# Texto do documento:
☆ ☆ ☆ ☆ ☆ ☆ ☆
Em uma entrevista na semana passada, o ex-presidente Fernando Henrique Cardoso classificou a candidata Dilma como dogmática, a colocou como mais à esquerda do que o presidente Lula. O senhor acha que isto pode ser uma boa estratégia para a oposição, porque, pela hipótese do senhor, esse eleitorado que foi junto com o Lula em 2006 gosta da estabilidade. Colocar que a candidata Dilma é mais à esquerda que Lula, tem um passado de guerrilheira, não pode gerar uma aversão à candidata dentro deste eleitorado?
Pode, pode. Acho que, sem dúvida, a oposição deve estar mirando nisto. De fato, esse eleitorado é um eleitorado que, de acordo com o que eu percebi nas pesquisas, tem a questão da ordem como uma questão importante, ao mesmo tempo em que tem um forte apreço pela intervenção do Estado em favor da distribuição da renda. É aí onde a oposição fica sem discurso. A meu ver, por exemplo, não foi casual que o assunto das privatizações entrou em pauta no segundo turno de 2006, porque, embora não houvesse uma proposta de novas privatizações, a oposição ficou identificada com uma posição privatista.
O fato de o governador de São Paulo, José Serra – que até agora não assumiu sua candidatura – ter evitado qualquer tipo de confronto com o presidente Lula, qualquer crítica mais acentuada ao governo, mostra que ele deve seguir nesse sentido?
Ele não pode fazer diferente, ele está obrigado a isso. Nos estudos de comportamento eleitoral, a avaliação do governo é um item muito importante, no sentido de saber se queremos continuar ou queremos mudar (as políticas atuais). Como a população está avaliando muito positivamente este governo (Lula), o candidato da oposição não pode fazer outra coisa a não ser dizer que vai dar continuidade a essas políticas. Eu não tenho nenhuma dúvida de que, se o governador Serra for o candidato do PSDB, ele vai continuar com essa estratégia de não brigar com o governo.
E qual deve ser o peso do possível candidato Ciro Gomes (PSB) e da candidata Marina Silva (PV) nessa disputa?
Ciro Gomes já foi candidato por duas vezes, e ele tem, nessas candidaturas, uma trajetória bem coerente. Ele está procurando ocupar um espaço de centro-esquerda, que era o espaço original do PSDB e que o PSDB abandonou quando fez uma aliança à direita com o então PFL, hoje Democratas, e uma política mais conservadora. Nesse sentido, ele (Ciro Gomes) tem razão quando diz que disputa também com o candidato do PSDB, que ele pode tirar votos do candidato do PSDB.
☆ ☆ ☆ ☆ ☆ ☆ ☆
# Exercícios:
1. Na entrevista sobre a eleição presidencial, que espaço político Ciro Gomes está procurando ocupar?
2. Por que, segundo a entrevista sobre a eleição presidencial, o governador José Serra é obrigado a evitar o confronto com o presidente Lula? Responda em até três frases.
3. Continue a entrevista sobre a eleição presidencial a partir da última frase.

Dados de anotação de localização de objetos:
☆ ☆ ☆ ☆ ☆ ☆ ☆
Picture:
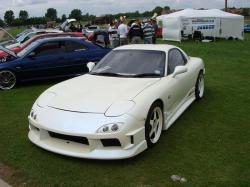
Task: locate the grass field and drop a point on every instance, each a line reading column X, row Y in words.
column 209, row 145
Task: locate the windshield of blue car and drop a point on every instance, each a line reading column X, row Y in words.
column 27, row 49
column 132, row 63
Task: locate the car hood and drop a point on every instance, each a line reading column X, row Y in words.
column 95, row 94
column 13, row 45
column 9, row 52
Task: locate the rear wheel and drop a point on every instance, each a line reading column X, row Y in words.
column 199, row 86
column 7, row 80
column 154, row 123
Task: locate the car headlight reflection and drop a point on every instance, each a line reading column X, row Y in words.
column 110, row 128
column 33, row 115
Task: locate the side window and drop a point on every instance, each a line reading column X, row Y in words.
column 72, row 46
column 51, row 48
column 175, row 58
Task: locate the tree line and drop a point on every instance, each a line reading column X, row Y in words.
column 51, row 15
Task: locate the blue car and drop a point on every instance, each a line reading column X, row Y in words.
column 49, row 58
column 247, row 28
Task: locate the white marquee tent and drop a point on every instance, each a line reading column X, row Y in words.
column 213, row 22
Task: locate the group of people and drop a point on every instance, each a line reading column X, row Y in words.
column 138, row 32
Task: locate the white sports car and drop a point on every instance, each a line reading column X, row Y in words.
column 121, row 106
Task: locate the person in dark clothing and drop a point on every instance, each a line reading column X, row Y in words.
column 135, row 33
column 148, row 32
column 155, row 26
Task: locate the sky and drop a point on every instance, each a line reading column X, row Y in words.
column 101, row 7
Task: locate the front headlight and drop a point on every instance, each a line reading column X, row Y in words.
column 119, row 108
column 110, row 128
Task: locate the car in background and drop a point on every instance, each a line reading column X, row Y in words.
column 27, row 35
column 6, row 38
column 247, row 28
column 26, row 31
column 119, row 108
column 70, row 25
column 90, row 30
column 49, row 58
column 37, row 37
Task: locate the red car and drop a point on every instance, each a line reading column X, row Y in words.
column 37, row 37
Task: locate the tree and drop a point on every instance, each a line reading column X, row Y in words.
column 157, row 10
column 23, row 15
column 64, row 17
column 2, row 24
column 51, row 14
column 9, row 16
column 76, row 13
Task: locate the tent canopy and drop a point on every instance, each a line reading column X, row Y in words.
column 191, row 13
column 213, row 22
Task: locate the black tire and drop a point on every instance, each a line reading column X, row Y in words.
column 7, row 80
column 200, row 86
column 151, row 137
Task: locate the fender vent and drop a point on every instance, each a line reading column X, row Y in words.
column 77, row 139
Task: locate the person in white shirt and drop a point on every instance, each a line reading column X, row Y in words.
column 113, row 36
column 123, row 31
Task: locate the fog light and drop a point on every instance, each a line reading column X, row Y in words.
column 114, row 127
column 32, row 114
column 105, row 129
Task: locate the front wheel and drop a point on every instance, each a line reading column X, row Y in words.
column 153, row 125
column 199, row 86
column 7, row 80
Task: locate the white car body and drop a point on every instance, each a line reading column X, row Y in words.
column 81, row 106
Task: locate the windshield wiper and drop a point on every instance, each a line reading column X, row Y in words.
column 147, row 75
column 107, row 74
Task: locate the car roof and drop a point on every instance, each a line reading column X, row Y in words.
column 155, row 47
column 60, row 39
column 56, row 34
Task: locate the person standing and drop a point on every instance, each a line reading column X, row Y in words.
column 148, row 32
column 155, row 26
column 123, row 31
column 113, row 35
column 135, row 33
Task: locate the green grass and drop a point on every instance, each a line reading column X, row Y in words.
column 209, row 144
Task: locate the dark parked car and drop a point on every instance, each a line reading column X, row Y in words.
column 49, row 58
column 247, row 28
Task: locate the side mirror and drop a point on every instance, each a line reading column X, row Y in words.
column 179, row 70
column 32, row 54
column 90, row 65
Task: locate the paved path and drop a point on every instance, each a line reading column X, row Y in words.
column 3, row 184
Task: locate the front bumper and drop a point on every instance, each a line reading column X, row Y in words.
column 132, row 141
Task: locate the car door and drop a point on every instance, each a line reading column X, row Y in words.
column 179, row 83
column 76, row 57
column 44, row 61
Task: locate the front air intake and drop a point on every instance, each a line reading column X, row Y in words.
column 111, row 142
column 77, row 139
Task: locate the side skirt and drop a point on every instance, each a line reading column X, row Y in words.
column 170, row 119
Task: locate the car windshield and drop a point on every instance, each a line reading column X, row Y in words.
column 132, row 63
column 27, row 49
☆ ☆ ☆ ☆ ☆ ☆ ☆
# Resultados por tarefa:
1. Um espaço de centro-esquerda, que era o espaço original do PSDB.

2. A avaliação do governo é um item muito importante no comportamento eleitoral, pois indica se o eleitor quer continuar ou mudar as políticas atuais. Como a população avalia muito positivamente o governo Lula, o candidato da oposição só pode dizer que vai dar continuidade a essas políticas.

3.
Ao mesmo tempo, como o PT se deslocou em direção ao centro, o PT também passou a disputar esse espaço, a partir de 2002. Então, eu diria que ele (Ciro) tira votos de um e de outro. Já a candidatura Marina é um pouco diferente. Ela é uma candidatura nova, que tem, a meu ver, um potencial de atrair setores de classe média, sobretudo universitários, que têm muita simpatia pela causa ambientalista.
Ela, de fato, será a primeira candidatura que os cientistas políticos chamam de pós-materialista, porque ela vai tentar sair um pouco da agenda principal, que é a questão da distribuição da renda. Como eu acho que o Brasil ainda é um país em que a questão da distribuição de renda está muito presente, eu não acredito que ela tenha possibilidade de passar muito de 10% dos votos. Mas esses 10% seriam já uma votação muito significativa e podem ser o fiel da balança.
O senhor aponta uma desconexão entre o voto no Lula e o voto no PT, que continuaria forte entre a classe média, o operariado. Qual será o futuro do PT? Ele terá que se tornar um partido lulista? Como será o PT pós-Lula?
Eu acho que isso é uma das grandes interrogações do momento. No artigo, eu cito um trabalho da professora Wendy Hunter e do professor Timothy Power. Eles verificaram que, na eleição de 2006, essa penetração do lulismo no interior do país, nas cidades menores, no eleitorado de renda mais baixa, não se deu em relação ao PT.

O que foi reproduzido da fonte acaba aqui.